◆ **EXTRACT TO READ**
============

Vagrant - Configuring a Solr Box

Recently I started some experiments with Vagrant. Vagrant is a tool that lets you (pre-) configure development environments. This can be done based on VirtualBox, Hyper-V, VMWare or many more so-called providers. You see, another way to put it is that Vagrant is a tool that helps with configuring, building and running virtual machine instances.

The default provider is VirtualBox but the documentation actually recommends to use VMWare for more stable and performant environments.

Welcome to Vagrant

Vagrant can be installed via a manual download or your preferred package manager, such as brew on Mac OS.

We needed to write (I guess they’re called) system tests, to test integration scenarios between an Apache Solr server instance and a library. As you can imagine this implies that an Apache Solr instance needs to be installed on every developer machine that intends to execute the entire test suite.

Now Vagrant comes into play. It’s a command-line tool that is used to setup a virtual machine with all components pre-installed.

However, instead of configuring virtual machine images from scratch, Vagrant introduces the concept of boxes. Boxes are the package format that is used to bring up identical development environments. The easiest way to use a box is to choose one from the publicy available ones.

============

◆ **INPUT DATA**
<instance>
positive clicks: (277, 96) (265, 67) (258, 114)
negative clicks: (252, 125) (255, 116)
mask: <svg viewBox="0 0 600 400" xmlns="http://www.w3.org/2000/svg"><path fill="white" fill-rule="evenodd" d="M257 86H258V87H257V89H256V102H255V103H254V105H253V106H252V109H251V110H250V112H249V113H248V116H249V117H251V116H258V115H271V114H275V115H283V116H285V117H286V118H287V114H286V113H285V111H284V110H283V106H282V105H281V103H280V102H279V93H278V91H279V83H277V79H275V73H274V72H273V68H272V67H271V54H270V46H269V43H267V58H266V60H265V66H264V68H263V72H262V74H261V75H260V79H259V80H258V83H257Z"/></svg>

============

Continue the article on setting up a Solr box with Vagrant, starting right after its last sentence about choosing a box from the publicly available ones.

The “precise64” Box

For our purpose, we based our Vagrant box on the “precise64” box. It contains an Ubuntu 12.04 LTS (precise) installation with some tools pre-installed. The default box is specified in a file called Vagrantfile.

Running vagrant init will create a template Vagrantfile in the current directory.

Vagrantfile is a file written in a Ruby DSL and it contains the configuration of our custom box:

Vagrant.configure("2") do |config|
  # Defines the Vagrant box name, download URL, IP and hostname
  config.vm.define :vagrant do |vagrant|
    vagrant.vm.box = "precise64"
    vagrant.vm.box_url = "http://files.vagrantup.com/precise64.box"

    vagrant.vm.network :private_network, ip: "192.168.66.6"
    vagrant.vm.network "forwarded_port", guest: 8983, host: 8898

    vagrant.vm.hostname = "vagrant.dcl"
  end
end

The configuration specifies the pre-defined box precise64 as “parent” vm box. In addition, it specifies the URL under which this box can be downloaded.

More Vagrantfile

The Vagrantfile may consist of various sections. For a detailed overview of all available configuration options, please have a look at the [Vagrant documentation] (http://docs.vagrantup.com/v2/).

Next up in our configuration file is the network configuration. We use a private network, this means we can access our guest from the host machine but the box won’t be visible from the outside. It gets an IP address in the private address space. Plus, we define a forwarded port. In fact, this is the port under which Apache Solr listens in the default configuration. Once we access localhost:8983 on the host machine, the request will be forwarded to the Vagrant virtual machine instance port 8983.

Would we start with vagrant up we would have a running Ubuntu 12.04 LTS instance within seconds. Unfortunately, Ubuntu 12.04 doesn’t come with Solr pre-installed, so there’s some work left for us.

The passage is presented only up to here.